Dataset entries
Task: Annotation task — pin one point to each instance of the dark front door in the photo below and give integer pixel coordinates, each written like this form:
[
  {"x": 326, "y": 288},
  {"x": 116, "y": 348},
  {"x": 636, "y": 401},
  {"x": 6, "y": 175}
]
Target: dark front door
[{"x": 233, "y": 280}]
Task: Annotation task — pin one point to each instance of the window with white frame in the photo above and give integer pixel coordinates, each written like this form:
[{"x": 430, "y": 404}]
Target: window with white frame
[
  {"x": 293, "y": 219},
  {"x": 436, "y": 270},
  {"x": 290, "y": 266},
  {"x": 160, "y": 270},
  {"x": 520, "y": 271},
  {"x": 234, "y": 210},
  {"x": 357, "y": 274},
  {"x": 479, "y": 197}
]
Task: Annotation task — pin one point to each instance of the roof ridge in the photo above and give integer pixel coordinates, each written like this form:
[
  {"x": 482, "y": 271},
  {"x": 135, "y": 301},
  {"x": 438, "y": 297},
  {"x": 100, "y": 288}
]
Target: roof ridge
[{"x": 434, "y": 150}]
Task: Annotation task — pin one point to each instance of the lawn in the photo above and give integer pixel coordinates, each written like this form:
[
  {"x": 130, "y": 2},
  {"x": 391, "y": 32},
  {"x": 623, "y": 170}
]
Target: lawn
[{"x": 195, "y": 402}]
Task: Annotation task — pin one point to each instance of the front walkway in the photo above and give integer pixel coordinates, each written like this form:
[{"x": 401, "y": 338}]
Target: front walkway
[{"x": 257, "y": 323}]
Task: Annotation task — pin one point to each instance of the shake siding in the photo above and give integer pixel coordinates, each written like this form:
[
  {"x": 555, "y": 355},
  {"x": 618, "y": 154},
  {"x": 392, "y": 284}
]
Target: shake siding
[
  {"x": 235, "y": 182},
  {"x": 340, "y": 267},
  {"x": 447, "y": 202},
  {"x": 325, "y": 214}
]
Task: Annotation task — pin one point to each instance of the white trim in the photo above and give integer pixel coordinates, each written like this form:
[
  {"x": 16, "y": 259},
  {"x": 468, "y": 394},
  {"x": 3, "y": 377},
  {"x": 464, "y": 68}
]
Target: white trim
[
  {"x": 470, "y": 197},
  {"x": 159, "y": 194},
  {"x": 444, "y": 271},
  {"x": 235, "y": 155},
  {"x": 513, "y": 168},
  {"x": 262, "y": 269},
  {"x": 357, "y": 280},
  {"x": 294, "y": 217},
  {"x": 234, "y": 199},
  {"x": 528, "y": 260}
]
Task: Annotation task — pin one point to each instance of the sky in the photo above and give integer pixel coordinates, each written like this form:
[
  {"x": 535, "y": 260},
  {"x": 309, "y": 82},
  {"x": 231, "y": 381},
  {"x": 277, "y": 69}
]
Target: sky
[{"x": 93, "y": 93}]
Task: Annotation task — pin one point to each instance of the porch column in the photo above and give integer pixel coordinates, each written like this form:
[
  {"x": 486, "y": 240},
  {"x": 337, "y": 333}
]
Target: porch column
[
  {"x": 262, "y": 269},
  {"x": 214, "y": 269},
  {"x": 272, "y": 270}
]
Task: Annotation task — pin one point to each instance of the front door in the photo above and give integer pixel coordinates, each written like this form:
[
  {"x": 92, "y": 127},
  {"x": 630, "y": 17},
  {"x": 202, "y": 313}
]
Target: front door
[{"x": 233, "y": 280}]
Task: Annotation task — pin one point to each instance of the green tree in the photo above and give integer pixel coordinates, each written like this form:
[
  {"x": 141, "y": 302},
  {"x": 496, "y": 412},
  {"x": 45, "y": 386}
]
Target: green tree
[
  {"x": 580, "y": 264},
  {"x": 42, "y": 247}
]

WORK TO COMPLETE: Retype every entry word for word.

FINAL ANSWER:
Task: Annotation task — pin one point to each instance of the dark front door in the photo below and give integer pixel coordinates, each written like this form:
[
  {"x": 326, "y": 288},
  {"x": 116, "y": 348},
  {"x": 636, "y": 401},
  {"x": 6, "y": 175}
]
Target: dark front door
[{"x": 233, "y": 280}]
Task: Annotation task — pin one point to each instance of the window with white frame in the photo above and give integer pixel coordinates, each written like this form:
[{"x": 430, "y": 404}]
Target: window with white frame
[
  {"x": 293, "y": 219},
  {"x": 436, "y": 270},
  {"x": 290, "y": 266},
  {"x": 160, "y": 270},
  {"x": 520, "y": 271},
  {"x": 234, "y": 210},
  {"x": 357, "y": 274},
  {"x": 479, "y": 197}
]
Task: Annotation task — pin one point to each instance of the roof ridge in the photo above and give integer pixel coordinates, each written like this form:
[
  {"x": 482, "y": 271},
  {"x": 135, "y": 301},
  {"x": 438, "y": 297},
  {"x": 100, "y": 288}
]
Target: roof ridge
[{"x": 434, "y": 150}]
Task: Annotation task — pin one point to each instance of the lawn in the photo above and give integer pixel coordinates, each written like this form:
[
  {"x": 130, "y": 2},
  {"x": 391, "y": 32},
  {"x": 623, "y": 170}
]
Target: lawn
[{"x": 195, "y": 402}]
Task: Annotation task — pin one point to each instance of the front walkway in the photo above and give integer pixel coordinates, each written like this form:
[{"x": 401, "y": 338}]
Target: front walkway
[{"x": 257, "y": 323}]
Task: Annotation task — pin one point to each instance of the shake siding in the photo above and give integer pixel coordinates, each written like this form:
[
  {"x": 555, "y": 355},
  {"x": 618, "y": 154},
  {"x": 392, "y": 284}
]
Target: shake siding
[
  {"x": 235, "y": 182},
  {"x": 340, "y": 267},
  {"x": 447, "y": 202},
  {"x": 325, "y": 214}
]
Task: Annotation task — pin one point to each instance of the white trim in the photo above and give integer pixel coordinates, each written like this form:
[
  {"x": 16, "y": 259},
  {"x": 468, "y": 394},
  {"x": 3, "y": 377},
  {"x": 464, "y": 68}
]
Target: white trim
[
  {"x": 470, "y": 197},
  {"x": 159, "y": 194},
  {"x": 444, "y": 271},
  {"x": 235, "y": 155},
  {"x": 513, "y": 168},
  {"x": 262, "y": 269},
  {"x": 357, "y": 280},
  {"x": 294, "y": 217},
  {"x": 234, "y": 199},
  {"x": 528, "y": 260}
]
Task: Annotation task — pin one point to each instance of the sky in the photo above and give integer pixel coordinates, each written like this form:
[
  {"x": 535, "y": 260},
  {"x": 309, "y": 82},
  {"x": 231, "y": 381},
  {"x": 277, "y": 69}
]
Target: sky
[{"x": 93, "y": 93}]
Task: Annotation task — pin one point to each instance of the porch column in the photo above and give integer pixel coordinates, each written like this form:
[
  {"x": 486, "y": 240},
  {"x": 337, "y": 333}
]
Target: porch column
[
  {"x": 262, "y": 269},
  {"x": 214, "y": 269},
  {"x": 272, "y": 270}
]
Task: Annotation task — pin one point to each instance of the front door in the photo above and give integer pixel coordinates, each written like this form:
[
  {"x": 92, "y": 127},
  {"x": 630, "y": 17},
  {"x": 202, "y": 313}
]
Target: front door
[{"x": 233, "y": 280}]
Task: Annotation task — pin one point to each instance of the green tree in the photo above and give integer pixel coordinates, each written like this form:
[
  {"x": 141, "y": 302},
  {"x": 496, "y": 412},
  {"x": 45, "y": 386}
]
Target: green tree
[
  {"x": 580, "y": 264},
  {"x": 42, "y": 247}
]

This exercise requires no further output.